begin Excerpted passage

To assist with training, workers occasionally attend Central Piedmont Community College, which has a “strong manufacturing program,” Hunte said. He noted President Obama mentioned the school in his 2012 state-of-the-union address. In addition, an instructor from the college visited Omega during the evening hours to help Hunte and a programmer learn the latest Mastercam CAM software package.

“A hundred years ago when I first started getting into CAM programs, Mastercam was the one I picked and I just stuck with it. It is all-encompassing,” Hunte said, noting the software is suitable for turning, milling and EDMing. He added that Omega also uses ProCAM for simpler parts.

Because of his manufacturing engineering background, Hunte said he frequently assists customers with part design for manufacturability—regardless of whether they ask or not. “Customers know when they come to me that I’m going to give them some feedback if I can. I might ask, ‘Why are you making this out of two pieces when I can wire EDM it and it can be all one?’ Sometimes it’s not wanted and they say, ‘We know what we’re doing and this is what we want.’ I’m good with that and I understand my role, but I just can’t help myself when I see something glaring.”

Competitive Issues

Omega continues to add capabilities, such as laser engraving for serializing components and providing part traceability, and is eyeing 3D printing technology. He said: “3D printing is very neat. Some think it might make us all obsolete. That’s the fear my wife has, that we’re going to make everything on 3D printers. I say, ‘Not so fast.’ ”

When a job involves operations that Omega doesn’t perform, such as sheet-metal fabrication and welding, it will outsource, albeit reluctantly. “If I had my druthers, I would accept just the work we can do here,” Hunte said. The outsourcing includes a bit of machining, typically when the shop gets overloaded. “I always thought I don’t want to make my money on somebody else’s work—I want to make it on my own work.”

end Excerpted passage

*Exercise 1*:
Reproduce the Omega article word for word between "To assist with" and "for simpler parts.", inclusive.
*Exercise 2*:
Answer these questions from the Omega article:
(a) Which software does Omega use for simpler parts?
(b) What is laser engraving used for at Omega?
(c) Which two operations that Omega doesn’t perform are named as ones it outsources?
*Exercise 3*:
Translate this sentence from the Omega article into Spanish: "When a job involves operations that Omega doesn’t perform, such as sheet-metal fabrication and welding, it will outsource, albeit reluctantly."

begin Entries shown

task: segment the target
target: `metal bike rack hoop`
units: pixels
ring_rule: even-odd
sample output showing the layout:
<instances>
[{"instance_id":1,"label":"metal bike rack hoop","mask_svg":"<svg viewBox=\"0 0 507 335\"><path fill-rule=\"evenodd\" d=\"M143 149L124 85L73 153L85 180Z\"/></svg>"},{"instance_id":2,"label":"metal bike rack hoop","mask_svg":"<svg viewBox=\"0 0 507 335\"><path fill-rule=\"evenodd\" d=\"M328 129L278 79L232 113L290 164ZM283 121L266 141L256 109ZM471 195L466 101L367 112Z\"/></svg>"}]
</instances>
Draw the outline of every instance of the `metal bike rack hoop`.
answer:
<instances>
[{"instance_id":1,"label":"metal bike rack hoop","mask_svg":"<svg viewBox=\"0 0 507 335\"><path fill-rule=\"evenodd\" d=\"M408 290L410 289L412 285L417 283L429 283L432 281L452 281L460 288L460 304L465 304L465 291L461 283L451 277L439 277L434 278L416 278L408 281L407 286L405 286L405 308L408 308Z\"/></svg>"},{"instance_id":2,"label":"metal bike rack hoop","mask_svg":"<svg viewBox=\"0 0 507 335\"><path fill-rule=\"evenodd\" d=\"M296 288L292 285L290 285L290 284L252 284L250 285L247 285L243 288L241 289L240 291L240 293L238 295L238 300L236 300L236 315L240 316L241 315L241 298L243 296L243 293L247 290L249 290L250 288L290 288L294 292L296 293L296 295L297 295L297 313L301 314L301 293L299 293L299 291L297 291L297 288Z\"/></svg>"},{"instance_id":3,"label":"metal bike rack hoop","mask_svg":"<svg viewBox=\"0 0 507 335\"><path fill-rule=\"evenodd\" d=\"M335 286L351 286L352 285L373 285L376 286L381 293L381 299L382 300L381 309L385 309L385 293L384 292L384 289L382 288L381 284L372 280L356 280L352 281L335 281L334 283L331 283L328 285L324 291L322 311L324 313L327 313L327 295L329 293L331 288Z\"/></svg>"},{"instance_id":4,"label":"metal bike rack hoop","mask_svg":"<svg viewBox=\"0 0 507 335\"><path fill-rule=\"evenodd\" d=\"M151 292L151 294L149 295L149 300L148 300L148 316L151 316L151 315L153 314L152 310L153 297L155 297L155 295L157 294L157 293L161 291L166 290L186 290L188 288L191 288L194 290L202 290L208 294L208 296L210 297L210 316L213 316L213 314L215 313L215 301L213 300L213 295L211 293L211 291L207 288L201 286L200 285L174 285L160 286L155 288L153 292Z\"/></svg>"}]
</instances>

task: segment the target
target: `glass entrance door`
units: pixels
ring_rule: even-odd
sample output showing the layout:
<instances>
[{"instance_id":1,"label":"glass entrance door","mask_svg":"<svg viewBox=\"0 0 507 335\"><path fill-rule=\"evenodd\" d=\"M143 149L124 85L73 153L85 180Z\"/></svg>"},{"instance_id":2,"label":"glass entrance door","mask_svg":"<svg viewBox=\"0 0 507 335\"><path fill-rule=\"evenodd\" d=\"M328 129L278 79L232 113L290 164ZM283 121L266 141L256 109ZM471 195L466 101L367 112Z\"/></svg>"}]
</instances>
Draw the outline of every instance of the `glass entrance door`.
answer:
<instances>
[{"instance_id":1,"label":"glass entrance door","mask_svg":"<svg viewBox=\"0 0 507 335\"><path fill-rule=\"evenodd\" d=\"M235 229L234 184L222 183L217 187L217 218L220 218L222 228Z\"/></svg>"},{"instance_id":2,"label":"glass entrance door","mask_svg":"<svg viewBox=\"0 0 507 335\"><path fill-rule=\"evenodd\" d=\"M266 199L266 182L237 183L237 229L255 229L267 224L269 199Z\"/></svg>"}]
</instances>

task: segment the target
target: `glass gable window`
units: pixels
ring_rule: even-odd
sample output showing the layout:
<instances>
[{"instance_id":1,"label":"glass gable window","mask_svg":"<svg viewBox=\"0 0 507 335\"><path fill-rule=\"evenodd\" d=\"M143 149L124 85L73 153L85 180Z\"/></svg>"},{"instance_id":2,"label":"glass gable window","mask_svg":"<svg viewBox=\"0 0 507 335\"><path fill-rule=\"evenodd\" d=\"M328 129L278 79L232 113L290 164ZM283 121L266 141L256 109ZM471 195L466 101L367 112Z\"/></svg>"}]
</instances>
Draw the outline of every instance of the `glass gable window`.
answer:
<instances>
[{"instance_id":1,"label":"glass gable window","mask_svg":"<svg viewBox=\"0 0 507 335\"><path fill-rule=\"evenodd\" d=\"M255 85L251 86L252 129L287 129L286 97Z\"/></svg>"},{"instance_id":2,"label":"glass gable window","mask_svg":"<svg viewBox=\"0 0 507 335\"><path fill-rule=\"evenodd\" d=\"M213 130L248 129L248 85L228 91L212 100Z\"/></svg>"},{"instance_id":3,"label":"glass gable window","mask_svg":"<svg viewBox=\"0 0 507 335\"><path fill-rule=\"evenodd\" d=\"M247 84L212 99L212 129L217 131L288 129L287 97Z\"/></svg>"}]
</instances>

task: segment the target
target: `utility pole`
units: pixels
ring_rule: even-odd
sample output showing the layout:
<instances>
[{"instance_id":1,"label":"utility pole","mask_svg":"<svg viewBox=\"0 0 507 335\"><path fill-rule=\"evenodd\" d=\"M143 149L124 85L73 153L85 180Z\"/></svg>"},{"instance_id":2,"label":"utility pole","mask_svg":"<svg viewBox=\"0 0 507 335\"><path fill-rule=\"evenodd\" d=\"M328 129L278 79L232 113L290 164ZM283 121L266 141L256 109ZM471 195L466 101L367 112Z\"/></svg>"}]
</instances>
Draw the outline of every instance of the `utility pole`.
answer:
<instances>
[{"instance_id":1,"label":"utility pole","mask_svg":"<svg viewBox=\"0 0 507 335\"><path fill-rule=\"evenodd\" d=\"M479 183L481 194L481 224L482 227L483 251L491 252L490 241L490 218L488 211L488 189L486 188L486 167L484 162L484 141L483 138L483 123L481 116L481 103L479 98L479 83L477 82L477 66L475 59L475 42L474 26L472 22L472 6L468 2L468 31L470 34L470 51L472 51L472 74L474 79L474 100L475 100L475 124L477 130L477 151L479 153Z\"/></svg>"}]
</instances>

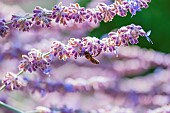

end Entries shown

*Expected answer 1*:
To assist with training, workers occasionally attend Central Piedmont Community College, which has a “strong manufacturing program,” Hunte said. He noted President Obama mentioned the school in his 2012 state-of-the-union address. In addition, an instructor from the college visited Omega during the evening hours to help Hunte and a programmer learn the latest Mastercam CAM software package.

“A hundred years ago when I first started getting into CAM programs, Mastercam was the one I picked and I just stuck with it. It is all-encompassing,” Hunte said, noting the software is suitable for turning, milling and EDMing. He added that Omega also uses ProCAM for simpler parts.

*Expected answer 2*:
(a) ProCAM
(b) Serializing components and providing part traceability
(c) Sheet-metal fabrication and welding

*Expected answer 3*:
Cuando un trabajo implica operaciones que Omega no realiza, como la fabricación de chapa metálica y la soldadura, recurre a la subcontratación, aunque a regañadientes.